Copy each line of the following material that has the string "rough".

▶ DATASET RECORDS
┌──

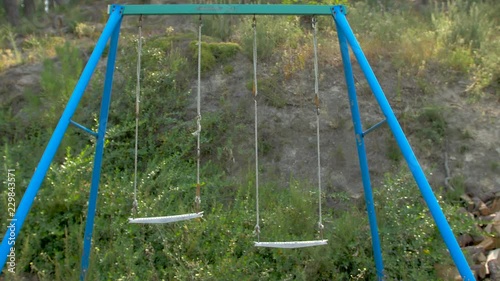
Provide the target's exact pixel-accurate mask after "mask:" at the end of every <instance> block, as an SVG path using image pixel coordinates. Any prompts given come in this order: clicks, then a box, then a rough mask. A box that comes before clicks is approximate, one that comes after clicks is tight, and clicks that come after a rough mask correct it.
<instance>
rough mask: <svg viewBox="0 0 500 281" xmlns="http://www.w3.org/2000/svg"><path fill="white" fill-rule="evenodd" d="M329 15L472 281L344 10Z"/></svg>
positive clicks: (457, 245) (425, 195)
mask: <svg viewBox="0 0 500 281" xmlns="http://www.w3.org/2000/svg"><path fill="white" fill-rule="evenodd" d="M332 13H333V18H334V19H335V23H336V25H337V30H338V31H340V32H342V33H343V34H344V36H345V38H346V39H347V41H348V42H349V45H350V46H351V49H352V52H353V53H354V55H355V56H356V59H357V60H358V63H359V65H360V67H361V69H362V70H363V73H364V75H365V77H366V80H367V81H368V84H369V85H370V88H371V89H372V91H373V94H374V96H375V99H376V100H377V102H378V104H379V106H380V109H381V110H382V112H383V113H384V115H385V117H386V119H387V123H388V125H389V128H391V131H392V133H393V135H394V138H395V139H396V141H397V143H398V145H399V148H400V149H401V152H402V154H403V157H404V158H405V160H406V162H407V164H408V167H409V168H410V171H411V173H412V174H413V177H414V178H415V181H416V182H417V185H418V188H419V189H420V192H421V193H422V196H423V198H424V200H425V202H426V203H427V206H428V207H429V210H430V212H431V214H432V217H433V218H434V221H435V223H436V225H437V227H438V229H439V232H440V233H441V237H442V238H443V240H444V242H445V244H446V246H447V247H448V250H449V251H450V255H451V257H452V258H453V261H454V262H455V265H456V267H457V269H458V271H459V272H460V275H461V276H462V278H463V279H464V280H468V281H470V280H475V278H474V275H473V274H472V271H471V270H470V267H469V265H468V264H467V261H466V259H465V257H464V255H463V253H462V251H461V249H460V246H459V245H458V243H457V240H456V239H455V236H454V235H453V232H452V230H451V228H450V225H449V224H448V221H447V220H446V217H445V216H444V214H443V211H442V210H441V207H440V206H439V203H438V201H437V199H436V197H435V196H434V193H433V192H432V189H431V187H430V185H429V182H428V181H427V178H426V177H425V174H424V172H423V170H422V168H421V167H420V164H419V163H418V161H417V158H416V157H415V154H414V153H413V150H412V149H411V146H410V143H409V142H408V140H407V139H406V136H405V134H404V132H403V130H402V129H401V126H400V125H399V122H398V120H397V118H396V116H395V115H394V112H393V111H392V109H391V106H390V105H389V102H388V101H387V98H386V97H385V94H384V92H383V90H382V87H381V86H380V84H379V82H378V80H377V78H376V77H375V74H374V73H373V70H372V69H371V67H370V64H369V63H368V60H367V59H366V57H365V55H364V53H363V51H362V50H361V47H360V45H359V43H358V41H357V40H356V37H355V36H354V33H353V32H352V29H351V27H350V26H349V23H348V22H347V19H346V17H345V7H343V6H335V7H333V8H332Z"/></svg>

└──
┌──

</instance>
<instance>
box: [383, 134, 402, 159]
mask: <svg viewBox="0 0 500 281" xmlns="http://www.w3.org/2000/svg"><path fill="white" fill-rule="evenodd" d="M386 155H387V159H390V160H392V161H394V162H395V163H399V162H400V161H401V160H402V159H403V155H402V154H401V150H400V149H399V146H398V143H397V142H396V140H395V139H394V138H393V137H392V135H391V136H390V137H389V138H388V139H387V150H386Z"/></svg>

└──

▶ RESPONSE TO THE EXERCISE
Provide the target's exact pixel-accurate mask after "mask:" at the end of every <instance> block, as an SVG path using image pixel coordinates. Any prompts given come in this order: clicks, then a box, then a rough mask. A box that comes before clicks is approximate, one that comes after clicks is tight, and clicks that come after a rough mask correct it.
rough mask: <svg viewBox="0 0 500 281" xmlns="http://www.w3.org/2000/svg"><path fill="white" fill-rule="evenodd" d="M329 15L472 281L344 10Z"/></svg>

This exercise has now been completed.